> _Texte cité_
********

Et pendant une heure et demie, on a entendu ce genre de choses.

Quel est le rôle de deux habitants d’Odessa, Olena Radzychovska et Viktoria Matchoulko?

Elles sont intervenues lors de la deuxième partie de la conférence, pas moins catastrophique que la première. OlenaRadzychovska est professeur à l’Université nationale d’Odessa et Viktoria Matchoulko, présidente de l’organisation des mères dont les enfants sont morts le 2 mai. Olena Radzychovska a perdu son fils lors des événements du 2 mai, le fils de Matchoulko a été arrêté après ces événements, mais ensuite il s’est retrouvé à Odessa, on ne sait pas pourquoi. Le Groupe du 2 mai (les activistes civils qui mènent une enquête sur les événements tragiques d’Odessa) ont appris que cet homme est un membre actif de l’organisation «Cosaques orthodoxes ». Les habitants d’Odessa savent que ces «cosaques» attendaient et appelaient de leurs vœux à Odessa le «printemps russe», ils ont participé à tous les événements et on a trouvé des armes dans leur camp d’entraînement.

Ces femmes-là montraient des photos et parlaient du «fascisme à Odessa».

Les détails de la tragédie survenue le 2 mai 2014 nous sont familiers, donc il était facile pour nous de démentir tous ces mensonges.

********

> _Données enregistrées_

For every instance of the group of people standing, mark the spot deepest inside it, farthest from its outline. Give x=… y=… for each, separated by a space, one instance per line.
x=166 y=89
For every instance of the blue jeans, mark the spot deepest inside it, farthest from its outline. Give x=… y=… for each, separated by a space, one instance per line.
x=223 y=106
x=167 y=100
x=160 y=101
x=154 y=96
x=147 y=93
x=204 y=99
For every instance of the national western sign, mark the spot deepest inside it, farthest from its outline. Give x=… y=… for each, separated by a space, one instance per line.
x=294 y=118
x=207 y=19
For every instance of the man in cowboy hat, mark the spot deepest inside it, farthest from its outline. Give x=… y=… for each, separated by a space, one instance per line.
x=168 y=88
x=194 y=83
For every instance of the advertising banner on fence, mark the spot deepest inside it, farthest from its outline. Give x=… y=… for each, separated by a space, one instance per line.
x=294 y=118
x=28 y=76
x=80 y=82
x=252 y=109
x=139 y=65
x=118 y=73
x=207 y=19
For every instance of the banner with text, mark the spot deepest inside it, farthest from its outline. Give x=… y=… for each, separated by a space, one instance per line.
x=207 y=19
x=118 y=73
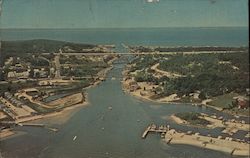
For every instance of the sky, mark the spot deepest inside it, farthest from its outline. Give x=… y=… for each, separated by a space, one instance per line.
x=123 y=13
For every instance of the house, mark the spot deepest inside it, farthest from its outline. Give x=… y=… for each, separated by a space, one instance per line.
x=133 y=86
x=18 y=75
x=241 y=102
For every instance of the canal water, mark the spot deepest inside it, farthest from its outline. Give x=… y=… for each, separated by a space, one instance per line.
x=116 y=133
x=103 y=132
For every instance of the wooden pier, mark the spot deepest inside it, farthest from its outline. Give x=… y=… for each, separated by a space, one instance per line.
x=153 y=128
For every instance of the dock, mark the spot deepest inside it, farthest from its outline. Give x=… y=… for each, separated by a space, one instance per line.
x=153 y=128
x=31 y=124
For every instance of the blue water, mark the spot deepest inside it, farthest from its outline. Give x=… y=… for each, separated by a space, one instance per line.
x=117 y=133
x=233 y=36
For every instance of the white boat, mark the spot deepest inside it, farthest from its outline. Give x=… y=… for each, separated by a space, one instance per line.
x=74 y=137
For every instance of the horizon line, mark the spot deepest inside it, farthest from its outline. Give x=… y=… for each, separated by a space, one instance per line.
x=47 y=28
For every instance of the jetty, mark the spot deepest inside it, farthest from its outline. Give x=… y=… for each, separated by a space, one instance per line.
x=228 y=145
x=153 y=128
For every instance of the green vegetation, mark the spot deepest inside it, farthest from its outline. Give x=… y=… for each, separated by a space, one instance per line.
x=193 y=118
x=210 y=74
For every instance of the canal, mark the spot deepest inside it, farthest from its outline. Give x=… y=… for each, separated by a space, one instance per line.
x=103 y=132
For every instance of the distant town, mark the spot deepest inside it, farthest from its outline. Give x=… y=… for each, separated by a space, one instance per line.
x=38 y=79
x=42 y=78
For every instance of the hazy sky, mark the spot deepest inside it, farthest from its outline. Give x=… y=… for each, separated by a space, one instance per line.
x=122 y=13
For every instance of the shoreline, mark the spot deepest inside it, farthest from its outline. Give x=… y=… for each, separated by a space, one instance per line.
x=222 y=145
x=65 y=114
x=175 y=102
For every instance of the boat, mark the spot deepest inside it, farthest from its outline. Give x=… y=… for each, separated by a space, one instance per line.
x=74 y=137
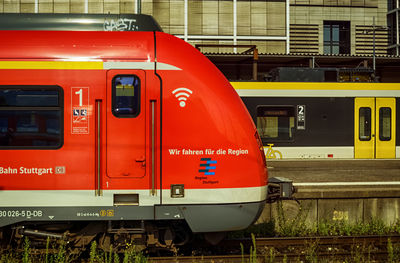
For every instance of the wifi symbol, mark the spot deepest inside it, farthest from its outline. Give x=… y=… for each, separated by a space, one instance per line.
x=182 y=94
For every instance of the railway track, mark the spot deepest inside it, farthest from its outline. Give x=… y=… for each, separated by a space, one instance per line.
x=309 y=249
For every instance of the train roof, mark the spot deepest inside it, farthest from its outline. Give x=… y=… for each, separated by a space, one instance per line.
x=77 y=45
x=78 y=22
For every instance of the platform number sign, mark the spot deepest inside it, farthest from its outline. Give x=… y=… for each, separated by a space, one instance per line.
x=301 y=117
x=80 y=110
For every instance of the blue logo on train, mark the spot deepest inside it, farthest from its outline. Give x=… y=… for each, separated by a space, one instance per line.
x=207 y=166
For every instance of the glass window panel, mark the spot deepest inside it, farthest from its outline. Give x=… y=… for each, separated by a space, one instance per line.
x=275 y=123
x=126 y=96
x=327 y=33
x=28 y=98
x=335 y=32
x=30 y=128
x=385 y=124
x=31 y=117
x=365 y=124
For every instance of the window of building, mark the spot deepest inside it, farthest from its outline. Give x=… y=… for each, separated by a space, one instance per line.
x=126 y=96
x=336 y=37
x=365 y=124
x=276 y=123
x=31 y=117
x=385 y=124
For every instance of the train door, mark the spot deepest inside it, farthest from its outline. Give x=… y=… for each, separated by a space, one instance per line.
x=375 y=128
x=125 y=144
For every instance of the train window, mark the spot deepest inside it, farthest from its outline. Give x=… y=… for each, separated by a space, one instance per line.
x=126 y=96
x=276 y=123
x=385 y=124
x=365 y=124
x=31 y=117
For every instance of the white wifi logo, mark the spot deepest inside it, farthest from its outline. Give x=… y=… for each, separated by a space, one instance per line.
x=182 y=94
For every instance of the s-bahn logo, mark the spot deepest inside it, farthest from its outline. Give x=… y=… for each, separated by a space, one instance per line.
x=182 y=94
x=207 y=166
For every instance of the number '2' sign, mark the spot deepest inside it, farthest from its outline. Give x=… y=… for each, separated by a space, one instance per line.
x=80 y=110
x=301 y=117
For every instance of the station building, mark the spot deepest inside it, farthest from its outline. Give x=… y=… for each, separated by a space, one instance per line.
x=247 y=39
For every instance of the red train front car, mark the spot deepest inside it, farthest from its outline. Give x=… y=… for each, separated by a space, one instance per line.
x=128 y=132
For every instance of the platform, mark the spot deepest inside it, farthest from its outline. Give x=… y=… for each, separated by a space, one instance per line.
x=334 y=178
x=335 y=190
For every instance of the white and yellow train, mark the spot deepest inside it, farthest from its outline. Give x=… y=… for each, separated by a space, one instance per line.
x=325 y=120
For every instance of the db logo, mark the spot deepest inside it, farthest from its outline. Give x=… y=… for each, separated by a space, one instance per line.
x=60 y=170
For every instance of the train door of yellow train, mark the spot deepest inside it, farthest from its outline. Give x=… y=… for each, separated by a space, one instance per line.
x=375 y=128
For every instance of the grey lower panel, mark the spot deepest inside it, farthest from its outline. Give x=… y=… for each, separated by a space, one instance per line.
x=214 y=218
x=200 y=218
x=12 y=215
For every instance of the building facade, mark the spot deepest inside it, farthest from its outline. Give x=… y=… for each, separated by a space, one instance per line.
x=274 y=26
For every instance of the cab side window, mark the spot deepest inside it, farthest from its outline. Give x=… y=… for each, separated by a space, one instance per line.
x=31 y=117
x=126 y=96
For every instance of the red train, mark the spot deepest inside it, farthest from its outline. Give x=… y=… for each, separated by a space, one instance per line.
x=124 y=133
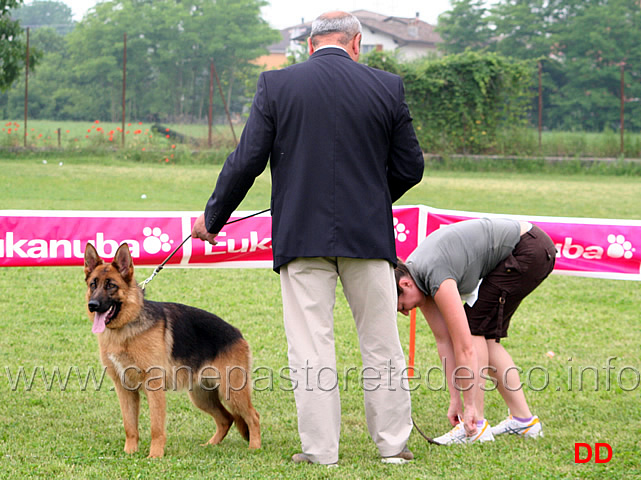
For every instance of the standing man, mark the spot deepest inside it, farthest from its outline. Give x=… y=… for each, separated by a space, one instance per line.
x=341 y=146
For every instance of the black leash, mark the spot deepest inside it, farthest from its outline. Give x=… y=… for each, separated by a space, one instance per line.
x=429 y=439
x=162 y=265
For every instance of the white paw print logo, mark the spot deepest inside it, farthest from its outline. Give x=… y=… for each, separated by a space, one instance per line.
x=400 y=231
x=619 y=247
x=156 y=240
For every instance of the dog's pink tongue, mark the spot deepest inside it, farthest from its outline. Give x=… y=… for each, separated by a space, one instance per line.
x=99 y=322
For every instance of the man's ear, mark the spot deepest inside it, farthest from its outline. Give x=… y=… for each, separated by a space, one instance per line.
x=356 y=45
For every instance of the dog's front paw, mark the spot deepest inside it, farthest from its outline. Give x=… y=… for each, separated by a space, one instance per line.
x=156 y=452
x=131 y=446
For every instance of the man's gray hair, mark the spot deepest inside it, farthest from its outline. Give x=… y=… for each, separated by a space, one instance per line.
x=342 y=22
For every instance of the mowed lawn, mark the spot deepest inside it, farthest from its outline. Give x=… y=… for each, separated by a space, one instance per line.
x=69 y=426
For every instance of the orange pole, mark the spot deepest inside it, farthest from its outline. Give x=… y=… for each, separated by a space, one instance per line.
x=410 y=370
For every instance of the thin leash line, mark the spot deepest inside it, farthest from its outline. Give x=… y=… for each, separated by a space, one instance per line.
x=162 y=265
x=429 y=439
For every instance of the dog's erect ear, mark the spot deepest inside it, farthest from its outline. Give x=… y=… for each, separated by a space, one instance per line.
x=92 y=260
x=123 y=262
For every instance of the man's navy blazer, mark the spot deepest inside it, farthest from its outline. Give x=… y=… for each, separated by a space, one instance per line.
x=341 y=147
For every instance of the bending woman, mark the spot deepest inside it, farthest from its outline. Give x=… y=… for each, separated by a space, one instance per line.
x=491 y=264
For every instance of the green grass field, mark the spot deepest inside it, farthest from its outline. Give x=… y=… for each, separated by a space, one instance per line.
x=52 y=430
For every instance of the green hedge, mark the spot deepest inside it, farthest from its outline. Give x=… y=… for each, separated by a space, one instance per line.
x=461 y=103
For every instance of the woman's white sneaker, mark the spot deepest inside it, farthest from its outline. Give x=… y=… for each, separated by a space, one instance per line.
x=457 y=435
x=530 y=429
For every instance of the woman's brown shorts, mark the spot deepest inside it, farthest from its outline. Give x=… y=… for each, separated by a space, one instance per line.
x=511 y=281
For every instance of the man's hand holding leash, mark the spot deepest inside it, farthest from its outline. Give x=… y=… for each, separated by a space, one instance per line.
x=200 y=231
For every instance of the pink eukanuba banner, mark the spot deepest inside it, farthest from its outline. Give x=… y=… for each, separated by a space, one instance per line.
x=602 y=248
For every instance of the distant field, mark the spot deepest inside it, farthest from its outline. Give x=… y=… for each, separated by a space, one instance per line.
x=138 y=135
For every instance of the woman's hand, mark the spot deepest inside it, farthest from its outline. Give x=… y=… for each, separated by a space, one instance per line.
x=455 y=412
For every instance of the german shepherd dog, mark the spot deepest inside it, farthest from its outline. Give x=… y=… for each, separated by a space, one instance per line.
x=155 y=346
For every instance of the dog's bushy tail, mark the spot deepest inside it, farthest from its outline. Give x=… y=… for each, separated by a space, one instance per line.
x=242 y=427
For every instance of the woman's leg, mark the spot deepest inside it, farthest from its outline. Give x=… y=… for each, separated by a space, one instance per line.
x=508 y=380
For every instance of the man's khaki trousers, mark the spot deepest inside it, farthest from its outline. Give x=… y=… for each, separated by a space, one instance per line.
x=309 y=290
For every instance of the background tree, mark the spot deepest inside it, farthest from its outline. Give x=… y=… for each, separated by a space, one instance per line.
x=597 y=39
x=464 y=26
x=169 y=47
x=45 y=13
x=12 y=45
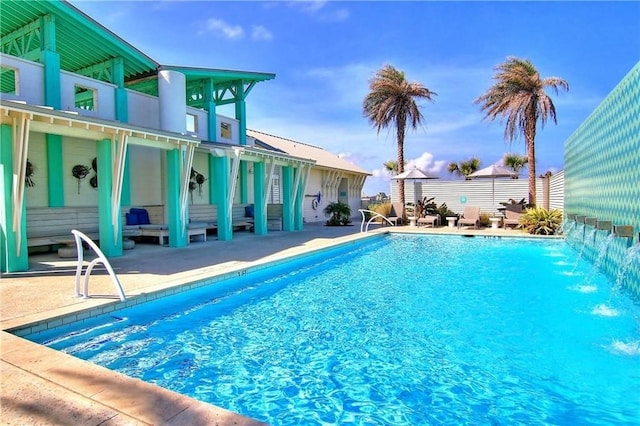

********

> _Tâches proposées_
A - Selon le texte sur les événements d’Odessa, quelle fonction Olena Radzychovska occupe-t-elle ?
B - Énumérez toutes les organisations et institutions mentionnées dans le texte sur les événements d’Odessa.
C - Reprenez le texte sur la conférence consacrée au 2 mai à Odessa et poursuivez-le à partir de sa dernière phrase.

> _Corrigé_
A - Elle est professeur à l’Université nationale d’Odessa.

B -
- l’Université nationale d’Odessa
- l’organisation des mères dont les enfants sont morts le 2 mai
- le Groupe du 2 mai
- l’organisation «Cosaques orthodoxes»

C -
Mais il y a une chose qui m’a frappée. Il est prouvé que la première victime de cette journée tragique était Igor Ivanov, juriste, assistant de juge et activiste pro-ukrainien. Il a été tué par balle. La deuxième personne qui a aussi été tuée par balle était un activiste du Maїdan Andriy Birukov. Ces personnes qui marchaient dans une colonne pacifique pour assister à un match de foot ont été assassinées en plein centre-ville par des partisans pro-russes.

Le coup de feu en retour n’a éclaté qu’une heure plus tard. Cela veut dire que les activistes du Maїdan n’avaient pas d’armes, et c’est plus tard qu’Odessa s’est soulevée pour chasser le «printemps russe».

Vladyslav Serduk a demandé si elles pouvaient dire dans quelles circonstances les événements d’Odessa avaient commencé? Matchoulko a répondu : «Vous parlez de la mort d’Ivanov? Nous avons une vidéo d’Ivanov encore en vie, alors que notre activiste Losynsky est déjà mort».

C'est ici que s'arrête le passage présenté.